EXTRAIT CHOISI =
______

La routine qui fait peur

Mais après environ neuf ans, chaque jour travaillé ressemblait étrangement au jour précédent. Je sentais que la routine était tranquillement en train de s’installer dans l’exercice de ma profession et que cette routine allait bientôt se transformer en monotonie. Je me donnais des défis personnels constamment, en me créant de nouvelles tâches et je croyais, à tort, arriver à déjouer la routine. Malgré cela, rien n’y faisait. Je devenais, petit à petit, un robot qui faisait les choses machinalement, sans trop d’enthousiasme.

Se permettre d’aller voir ailleurs

Histoire de me changer les idées, j’ai commencé à regarder les offres d’emploi dans un autre domaine. J’allais peut-être trouver une offre qui allait m’aider à retrouver une certaine motivation, un peu d’enthousiasme. Je cherchais à relever de nouveaux défis dans quelque chose qui me passionnait: la décoration de desserts. J’ai souvent vu des citations défiler sur Facebook disant : « Travaille dans ce qui te passionne et tu n’auras plus l’impression de travailler de toute ta vie. » Puisque Facebook le disait…

Un jour, j’ai vu une offre, pour un travail à temps partiel, qui m’a interpellée immédiatement. De fil en aiguille, j’ai commencé à travailler à temps partiel pour deux employeurs différents. Un emploi dans ma profession initiale et un deuxième emploi qui me permettait de vivre ma passion. J’étais aux anges! Pour moi, il s’agissait du plan idéal, car j’avais le meilleur des deux mondes. Mon regain d’énergie était revenu, mon enthousiasme au travail aussi.

Tout allait à merveille jusqu’à ce qu’on m’offre d’augmenter le nombre d’heures au nouvel endroit. Cette possibilité de décorer des desserts à temps complet voulait inévitablement dire que je devrais quitter le métier que j’avais depuis 10 ans…! Cette éventualité m’avait effleurée l’esprit à une ou deux reprises, mais j’avais décidé de vivre dans le déni total, en espérant ne jamais recevoir ce type d’offre.

Entre les deux mon cœur balance

Avant de prendre toute décision finale, j’ai décidé d’en parler à plusieurs personnes de mon entourage. Il était difficile pour moi d’entendre leur opinion, car personne n’était totalement objectif dans leurs conseils. Aucune décision éclairée ne pouvait sortir de toutes ces discussions… Et en plus, je savais que mes propres opinions étaient biaisées. Premièrement,  je ne voulais pas faire de peine à mes collègues de travail que je côtoyais depuis une dizaine d’année; deuxièmement, je ne voulais pas décevoir mon nouvel employeur en refusant son offre.

Est-ce que…

  • le fait de travailler dans ce qui me passionne va éteindre cette passion?
  • travailler dans ce domaine va transformer ma passion en obligation?
  • je vais éventuellement retomber dans cette même monotonie que je vis présentement?
  • ma sécurité d’emploi et financière seront assurées si je décide de changer d’emploi?

Et si, finalement, je n’aime pas ce nouvel emploi… devrais-je devoir tout recommencer à zéro?

La fameuse liste

Je ne savais pas du tout quoi faire à ce moment et vraiment, j’étais très confuse. J’adorais les animaux et en prendre soin, mais je raffolais de faire de desserts et de les décorer… Après avoir pleuré et fait les cents pas dans la maison, je me suis assise et j’ai commencé à faire ma liste de « pour » et de « contre ».

______

CONSIGNE A = Extrayez mot pour mot, de l'extrait sur la routine au travail, le passage qui commence aux mots « Avant de prendre » et s'arrête après « passion en obligation? ».

LISTE DES DONNÉES =
______

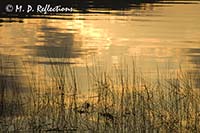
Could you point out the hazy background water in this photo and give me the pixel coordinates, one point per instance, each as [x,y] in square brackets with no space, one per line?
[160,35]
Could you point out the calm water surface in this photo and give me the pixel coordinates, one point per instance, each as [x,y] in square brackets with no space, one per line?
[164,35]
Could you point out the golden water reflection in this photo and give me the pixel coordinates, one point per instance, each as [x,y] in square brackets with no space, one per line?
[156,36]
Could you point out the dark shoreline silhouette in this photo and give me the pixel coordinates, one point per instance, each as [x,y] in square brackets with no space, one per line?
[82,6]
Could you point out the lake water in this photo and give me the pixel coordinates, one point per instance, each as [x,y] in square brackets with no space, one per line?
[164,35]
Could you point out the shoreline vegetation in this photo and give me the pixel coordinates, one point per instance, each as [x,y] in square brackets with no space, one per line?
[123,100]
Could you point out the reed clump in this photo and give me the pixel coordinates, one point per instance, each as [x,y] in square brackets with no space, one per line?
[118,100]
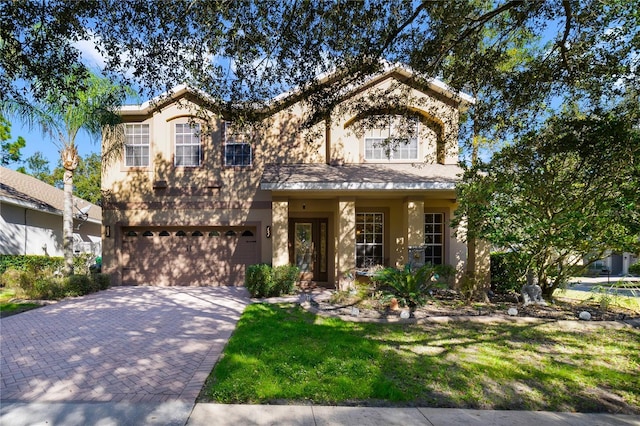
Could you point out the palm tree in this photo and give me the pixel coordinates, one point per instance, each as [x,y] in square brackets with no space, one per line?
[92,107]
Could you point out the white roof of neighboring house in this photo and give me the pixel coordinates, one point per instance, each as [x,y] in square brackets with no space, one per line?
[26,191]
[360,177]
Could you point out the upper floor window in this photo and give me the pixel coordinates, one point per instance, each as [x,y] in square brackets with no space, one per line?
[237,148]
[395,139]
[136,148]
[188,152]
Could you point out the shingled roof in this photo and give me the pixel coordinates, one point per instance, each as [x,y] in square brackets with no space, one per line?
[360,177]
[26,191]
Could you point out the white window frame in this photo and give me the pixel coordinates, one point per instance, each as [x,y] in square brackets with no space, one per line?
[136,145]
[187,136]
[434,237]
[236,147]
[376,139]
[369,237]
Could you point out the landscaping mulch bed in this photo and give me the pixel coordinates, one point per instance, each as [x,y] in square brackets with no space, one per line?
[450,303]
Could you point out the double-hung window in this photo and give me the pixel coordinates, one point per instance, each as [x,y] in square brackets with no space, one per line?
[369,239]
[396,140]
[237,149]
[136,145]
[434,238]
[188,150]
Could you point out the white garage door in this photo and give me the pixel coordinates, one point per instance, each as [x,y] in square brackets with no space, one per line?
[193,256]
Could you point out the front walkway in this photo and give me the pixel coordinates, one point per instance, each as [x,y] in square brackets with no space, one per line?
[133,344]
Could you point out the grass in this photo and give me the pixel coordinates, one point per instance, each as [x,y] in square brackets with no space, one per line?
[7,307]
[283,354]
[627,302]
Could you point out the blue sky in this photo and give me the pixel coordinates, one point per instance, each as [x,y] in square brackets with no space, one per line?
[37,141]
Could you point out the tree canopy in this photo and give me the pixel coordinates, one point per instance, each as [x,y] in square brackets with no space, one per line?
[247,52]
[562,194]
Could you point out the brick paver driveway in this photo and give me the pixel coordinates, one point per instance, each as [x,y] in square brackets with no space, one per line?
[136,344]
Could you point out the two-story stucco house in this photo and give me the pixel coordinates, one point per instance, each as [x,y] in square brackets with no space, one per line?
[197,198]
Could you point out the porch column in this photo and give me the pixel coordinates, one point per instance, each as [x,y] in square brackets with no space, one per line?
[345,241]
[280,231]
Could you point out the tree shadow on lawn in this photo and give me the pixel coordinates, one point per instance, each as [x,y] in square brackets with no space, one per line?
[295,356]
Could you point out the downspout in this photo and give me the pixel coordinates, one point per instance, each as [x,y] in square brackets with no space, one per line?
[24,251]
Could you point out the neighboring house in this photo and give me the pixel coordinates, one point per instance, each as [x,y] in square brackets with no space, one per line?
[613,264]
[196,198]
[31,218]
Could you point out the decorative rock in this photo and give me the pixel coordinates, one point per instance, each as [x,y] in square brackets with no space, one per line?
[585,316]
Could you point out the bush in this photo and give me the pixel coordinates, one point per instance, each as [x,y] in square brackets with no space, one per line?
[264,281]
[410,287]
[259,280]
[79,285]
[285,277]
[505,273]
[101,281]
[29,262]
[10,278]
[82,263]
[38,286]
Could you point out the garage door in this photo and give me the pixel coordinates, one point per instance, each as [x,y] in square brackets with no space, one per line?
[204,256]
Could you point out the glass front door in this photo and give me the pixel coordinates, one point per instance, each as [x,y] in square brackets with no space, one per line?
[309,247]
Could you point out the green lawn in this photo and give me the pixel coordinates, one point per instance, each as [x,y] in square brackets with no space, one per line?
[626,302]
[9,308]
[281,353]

______

CONSIGNE B = Combien de lignes de la liste contiennent la chaîne « dark » ? Indiquez seulement ce nombre.

RÉPONSE ATTENDUE A =
Avant de prendre toute décision finale, j’ai décidé d’en parler à plusieurs personnes de mon entourage. Il était difficile pour moi d’entendre leur opinion, car personne n’était totalement objectif dans leurs conseils. Aucune décision éclairée ne pouvait sortir de toutes ces discussions… Et en plus, je savais que mes propres opinions étaient biaisées. Premièrement,  je ne voulais pas faire de peine à mes collègues de travail que je côtoyais depuis une dizaine d’année; deuxièmement, je ne voulais pas décevoir mon nouvel employeur en refusant son offre.

Est-ce que…

  • le fait de travailler dans ce qui me passionne va éteindre cette passion?
  • travailler dans ce domaine va transformer ma passion en obligation?

RÉPONSE ATTENDUE B = 1